● Material erkunden
1/ Beantworte mit Hilfe des Auszugs diese drei Fragen:
(a) Was darf beim Tod des versicherten Spenders aus Gründen der Pietät nicht gefordert werden?
(b) Wozu sind die Tatsachengerichte im Fall einer Beweisvereitelung im Rahmen der freien Beweiswürdigung berechtigt?
(c) Welche Übertragung lehnt das BSG im Urteil vom 27.5.1997 grundsätzlich ab?
2/ Fasse den Auszug in drei Sätzen zusammen.

● Ausgewählter Auszug
Rz. 23
Im Falle des Todes des versicherten Spenders, darf aus Gründen der Pietät keine Obduktion zum Nachweis der Todesursache gefordert werden.
Grundsätzlich können sich nämlich aus dem schuldhaften Unterlassen bei der Aufklärung des Sachverhalts Konsequenzen für die Beweiswürdigung ergeben. Die Rechtsprechung kann dieses Verhalten als einen für die Wahrheit des Vorbringens des Prozessgegners sprechenden Umstand berücksichtigen und daraus im Rahmen der freien Beweiswürdigung den Schluss ziehen, dass der Beweis geführt sei (vgl. BSG, Beschluss v. 13.9.2005, B 2 U 365/04, zit. nach juris, m. w. N. der insoweit ständigen Rechtsprechung des BSG). Die Tatsachengerichte sind in einem derartigen Fall berechtigt, im Rahmen der freien Beweiswürdigung an einen Beweis der Tatsachen, auf die sich der Beweis konkret bezieht, weniger hohe Anforderungen zu stellen (so ausdrücklich zu einem Fall der Beweisvereitelung durch Unterlassung einer beantragten Leichenöffnung bei Anspruch nach dem Bundesversorgungsgesetz, BSG, Urteil v. 28.7.1961, 8 RV 145/59, SozR § 128 SGG Nr. 60; für einen entsprechenden Fall aus dem Bereich der gesetzlichen Unfallversicherung: BSG, Urteil v. 29.9.1965, 2 RU 61/60, BSGE 24 S. 25). In einem Einzelfall hat das BSG (vgl. Urteil v. 29.4.1976, 12 RK 66/75, BSGE 41 S. 297) bei einer absichtlichen oder schuldhaften Beweisvereitelung sogar eine Beweislastumkehr angenommen, mit der Folge, dass die Verletzung der Aufzeichnungspflicht des Arbeitgebers prozessual dazu führte, die der Einzugsstelle obliegende Beweisführung zur Versicherungspflicht der Beschäftigten als geführt anzusehen (vgl. BSG, Urteil v. 29.4.1976, 12 RK 66/75, BSGE 41 S. 297, 301). Eine derartige Übertragung der Rechtsprechung des BGH zur Beweislastumkehr nach § 444 ZPO, ist nach der Rechtsprechung des BSG (Urteil v. 27.5.1997, 2 RU 38/96, SozR 3-1500 § 128 Nr. 11) jedoch grundsätzlich abzulehnen. Zum Einen spielt grundsätzlich das Verschulden weder im Rahmen der Amtsermittlungspflicht der Sozialleistungsträger noch für die geltend gemachten materiell–rechtlichen Ansprüche der Versicherten – in der gesetzlichen Unfallversicherung auch des Arbeitgebers – eine ausschlaggebende Rolle. Zum Anderen bietet auch eine auf Umstände des Einzelfalles gegründete Beweislastumkehr keine sichere Handhabung.

● Gegebene Auflistung
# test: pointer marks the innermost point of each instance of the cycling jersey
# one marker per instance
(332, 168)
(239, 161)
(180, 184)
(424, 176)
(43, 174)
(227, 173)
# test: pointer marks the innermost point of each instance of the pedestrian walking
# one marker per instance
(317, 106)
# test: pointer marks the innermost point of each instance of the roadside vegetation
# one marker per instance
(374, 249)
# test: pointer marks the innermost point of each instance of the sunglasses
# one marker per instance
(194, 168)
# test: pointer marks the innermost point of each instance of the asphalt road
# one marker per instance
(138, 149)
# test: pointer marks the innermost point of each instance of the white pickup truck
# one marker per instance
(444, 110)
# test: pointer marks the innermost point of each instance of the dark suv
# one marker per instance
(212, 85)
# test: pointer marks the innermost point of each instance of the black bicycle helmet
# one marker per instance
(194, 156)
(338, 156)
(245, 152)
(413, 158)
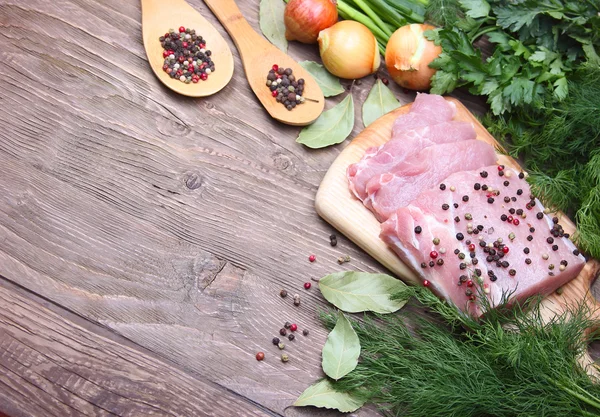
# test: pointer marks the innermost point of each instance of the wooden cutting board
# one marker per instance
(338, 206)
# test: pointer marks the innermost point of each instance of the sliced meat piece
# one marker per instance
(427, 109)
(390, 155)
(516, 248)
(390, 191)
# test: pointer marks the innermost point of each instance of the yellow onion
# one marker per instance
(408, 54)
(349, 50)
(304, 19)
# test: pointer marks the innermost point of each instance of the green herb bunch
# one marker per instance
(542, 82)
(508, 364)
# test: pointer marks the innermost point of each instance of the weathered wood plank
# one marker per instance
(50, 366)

● Lösungen
1/
(a) Eine Obduktion zum Nachweis der Todesursache.
(b) Sie dürfen an den Beweis der Tatsachen, auf die sich der Beweis konkret bezieht, weniger hohe Anforderungen stellen.
(c) Die Übertragung der Rechtsprechung des BGH zur Beweislastumkehr nach § 444 ZPO.

2/ Stirbt der versicherte Spender, darf aus Gründen der Pietät keine Obduktion zum Nachweis der Todesursache gefordert werden. Schuldhaftes Unterlassen bei der Aufklärung des Sachverhalts kann aber Folgen für die Beweiswürdigung haben, sodass die Tatsachengerichte an den Beweis weniger hohe Anforderungen stellen dürfen. Eine Übertragung der BGH-Rechtsprechung zur Beweislastumkehr nach § 444 ZPO lehnt das BSG jedoch grundsätzlich ab, weil das Verschulden dabei keine ausschlaggebende Rolle spielt und eine solche Umkehr keine sichere Handhabung bietet.